-- DO THIS --
Reproduce every one of the entries below word for word, leaving out the pictures.

[BEGIN TASK MATERIAL]

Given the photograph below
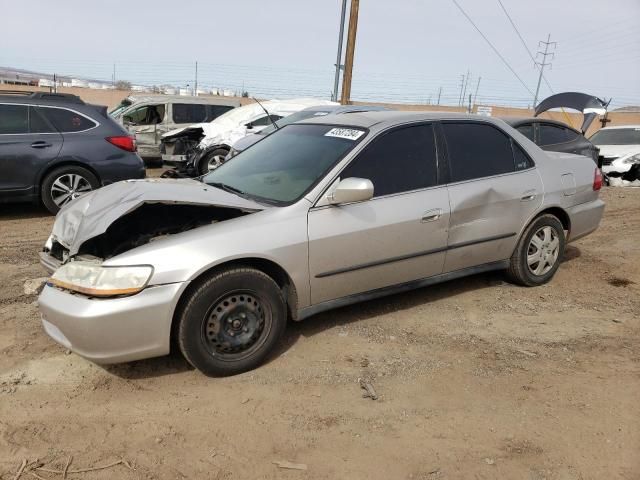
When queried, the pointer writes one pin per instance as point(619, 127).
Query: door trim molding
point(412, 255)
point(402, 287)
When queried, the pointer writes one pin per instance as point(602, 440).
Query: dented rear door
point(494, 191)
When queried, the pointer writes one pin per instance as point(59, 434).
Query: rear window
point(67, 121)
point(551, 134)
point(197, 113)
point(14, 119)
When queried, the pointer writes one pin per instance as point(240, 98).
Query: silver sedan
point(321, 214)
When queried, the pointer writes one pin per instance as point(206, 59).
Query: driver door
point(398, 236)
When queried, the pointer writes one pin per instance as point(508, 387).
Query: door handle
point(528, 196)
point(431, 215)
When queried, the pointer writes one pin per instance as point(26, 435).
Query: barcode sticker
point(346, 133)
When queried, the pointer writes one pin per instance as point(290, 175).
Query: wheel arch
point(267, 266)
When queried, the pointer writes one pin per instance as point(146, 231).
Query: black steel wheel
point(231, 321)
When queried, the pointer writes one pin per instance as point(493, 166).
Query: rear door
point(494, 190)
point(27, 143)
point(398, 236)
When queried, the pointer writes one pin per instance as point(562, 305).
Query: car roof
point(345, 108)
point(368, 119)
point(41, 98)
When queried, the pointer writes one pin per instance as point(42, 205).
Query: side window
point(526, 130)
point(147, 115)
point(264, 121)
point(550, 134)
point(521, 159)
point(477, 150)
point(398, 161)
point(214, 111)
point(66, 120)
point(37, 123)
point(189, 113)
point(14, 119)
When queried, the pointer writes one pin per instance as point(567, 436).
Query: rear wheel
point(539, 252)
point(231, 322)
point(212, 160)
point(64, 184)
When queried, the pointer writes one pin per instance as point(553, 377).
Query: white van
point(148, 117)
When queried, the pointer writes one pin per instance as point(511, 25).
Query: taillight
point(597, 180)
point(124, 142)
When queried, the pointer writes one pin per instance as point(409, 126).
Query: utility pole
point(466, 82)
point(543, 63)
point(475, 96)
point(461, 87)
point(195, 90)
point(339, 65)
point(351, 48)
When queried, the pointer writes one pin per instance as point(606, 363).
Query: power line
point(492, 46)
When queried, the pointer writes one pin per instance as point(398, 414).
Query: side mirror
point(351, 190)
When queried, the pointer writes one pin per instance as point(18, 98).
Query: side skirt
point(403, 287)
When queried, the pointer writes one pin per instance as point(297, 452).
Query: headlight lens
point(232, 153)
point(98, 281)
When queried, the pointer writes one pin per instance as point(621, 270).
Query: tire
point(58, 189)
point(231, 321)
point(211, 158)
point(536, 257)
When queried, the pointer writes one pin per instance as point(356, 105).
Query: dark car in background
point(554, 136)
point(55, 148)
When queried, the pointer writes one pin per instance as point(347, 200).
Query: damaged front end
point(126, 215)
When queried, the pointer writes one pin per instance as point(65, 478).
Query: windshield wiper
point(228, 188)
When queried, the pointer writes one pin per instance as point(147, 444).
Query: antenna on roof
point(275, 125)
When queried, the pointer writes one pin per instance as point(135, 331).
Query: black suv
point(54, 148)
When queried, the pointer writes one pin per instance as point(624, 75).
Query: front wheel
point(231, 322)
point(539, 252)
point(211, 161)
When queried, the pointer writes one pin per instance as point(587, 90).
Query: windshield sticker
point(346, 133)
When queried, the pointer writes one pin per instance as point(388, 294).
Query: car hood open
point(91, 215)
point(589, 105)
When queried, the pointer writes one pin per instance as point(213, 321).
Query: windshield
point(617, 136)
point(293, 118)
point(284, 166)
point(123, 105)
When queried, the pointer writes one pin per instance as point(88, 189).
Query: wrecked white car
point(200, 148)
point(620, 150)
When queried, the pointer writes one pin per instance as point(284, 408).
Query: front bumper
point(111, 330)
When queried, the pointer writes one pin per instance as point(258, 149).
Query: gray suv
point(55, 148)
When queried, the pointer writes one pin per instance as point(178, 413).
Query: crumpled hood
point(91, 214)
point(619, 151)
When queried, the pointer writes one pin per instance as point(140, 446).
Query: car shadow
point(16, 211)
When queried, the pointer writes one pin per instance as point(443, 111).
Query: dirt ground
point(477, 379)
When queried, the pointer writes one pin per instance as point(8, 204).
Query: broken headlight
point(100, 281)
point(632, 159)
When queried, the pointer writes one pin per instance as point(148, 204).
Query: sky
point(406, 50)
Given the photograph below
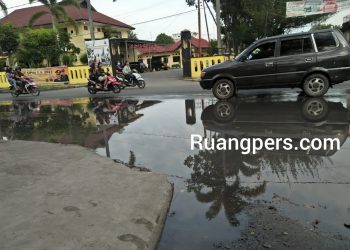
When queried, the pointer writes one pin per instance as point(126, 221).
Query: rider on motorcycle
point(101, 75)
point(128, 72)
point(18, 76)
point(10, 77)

[END TASK MATERIAL]

-- RESPONSE TO THIS TASK --
Given the photograph below
When queried, the pointer writes one pin per instance as point(619, 127).
Query: door trim molding
point(412, 255)
point(402, 287)
When queried, the pointer writes one pin per instance as point(602, 440).
Query: dented rear door
point(494, 191)
When queried, the pointer writes one pin per instance as point(59, 434).
Query: rear window
point(67, 121)
point(551, 134)
point(197, 113)
point(14, 119)
When queried, the pointer writes one pin per instance as point(240, 98).
Query: silver sedan
point(321, 214)
When queried, the pointer writes one pin per instance as point(206, 59).
Query: driver door
point(398, 236)
When queried, the pointer writes one pin per instance as point(508, 387).
Query: door handle
point(528, 196)
point(431, 215)
When queried, the pointer writes one pin per instance as point(26, 435).
Query: barcode sticker
point(346, 133)
When queried, the pointer writes one pin per instance as point(290, 175).
Query: wheel arch
point(267, 266)
When queried, the pointer writes one pin per instance as point(146, 231).
Query: black steel wheel
point(231, 321)
When queried, the pointer writes one pin per instance as point(493, 166).
Query: rear door
point(494, 190)
point(27, 143)
point(398, 236)
When queried, the pointer writes one pin per instance as point(562, 305).
Query: car roof
point(345, 108)
point(368, 119)
point(41, 98)
When queried, the pointer writes one pin per instance as point(42, 205).
Query: side window
point(526, 130)
point(147, 115)
point(264, 121)
point(550, 134)
point(521, 159)
point(477, 150)
point(398, 161)
point(214, 111)
point(66, 120)
point(37, 123)
point(189, 113)
point(14, 119)
When queried, the pointer writes one pin per instance as point(567, 436).
Query: rear wheel
point(539, 252)
point(231, 322)
point(212, 160)
point(64, 184)
When queried, the pointer writes one pin per instance as point(553, 377).
Query: white van
point(148, 117)
When queried, the pointer writes one pin per instance as point(511, 25).
Query: taillight
point(597, 180)
point(124, 142)
When queried, the pointer writes one pin per instance as point(409, 126).
Query: utility pole
point(466, 82)
point(543, 63)
point(475, 96)
point(461, 87)
point(195, 90)
point(339, 65)
point(351, 48)
When queried, the pointer writes one pin per instance as point(606, 363).
Query: power line
point(492, 46)
When queried, the pointer writes one pin per instance as point(398, 414).
Query: side mirror
point(351, 190)
When queried, the pointer writes one pin per instance as point(18, 98).
Query: side skirt
point(403, 287)
When queried, the pointer writes one pin per instance as point(297, 452).
Query: headlight lens
point(232, 153)
point(98, 281)
When queried, the pointer writes one pin per instance as point(621, 270).
Query: tire
point(58, 189)
point(231, 321)
point(211, 158)
point(536, 257)
When queried, the pointer writes one pin per instance as point(356, 105).
Query: dark car in background
point(554, 136)
point(55, 148)
When queried, the pointer writes one pin per instance as point(347, 200).
Query: damaged front end
point(126, 215)
When queried, the pointer writes one pin per instance as point(65, 478).
Query: windshield wiper
point(228, 188)
When queried, the pointer writes one pin per instance as point(147, 444).
Query: antenna on roof
point(275, 125)
When queried, the pointer writes one pin per instance as point(135, 331).
Query: black suv
point(54, 148)
When queried, the pointer writes one pin per instance as point(624, 75).
Query: front wheel
point(231, 322)
point(539, 252)
point(211, 161)
When queried, the pointer writes one pin per instance as point(587, 90).
Query: windshield sticker
point(346, 133)
When queried, the pointer writes one pin per instance as point(388, 294).
Query: car hood open
point(91, 215)
point(589, 105)
When queried, the pointer writes one pin per instance as point(213, 321).
Query: windshield
point(617, 136)
point(293, 118)
point(284, 166)
point(123, 105)
When queried, the pointer writes one pin per instance as point(88, 189).
Query: wrecked white car
point(200, 148)
point(620, 150)
When queried, the pointer writes one pin per instance as point(284, 408).
Query: front bumper
point(111, 330)
When queried, the pointer writes one pin per instance as point(258, 149).
Query: gray suv
point(55, 148)
When queried, the pointer writes one pin per instance as point(178, 413).
Query: crumpled hood
point(91, 214)
point(619, 151)
When queried, the pointer writes one pin per instance as point(140, 446).
Query: car shadow
point(16, 211)
When queried, the pointer writes one pin per instance as point(443, 111).
Query: dirt ground
point(477, 379)
When queried, the pointer writes one pin per instance as point(8, 204).
Query: broken headlight
point(100, 281)
point(632, 159)
When queried, the pointer writes one pin per instance as point(148, 204).
Query: sky
point(406, 50)
Given the photograph below
When queried, the pointer writes one pin per instance as point(126, 221).
Query: rider on motorcycle
point(101, 75)
point(128, 72)
point(18, 76)
point(10, 77)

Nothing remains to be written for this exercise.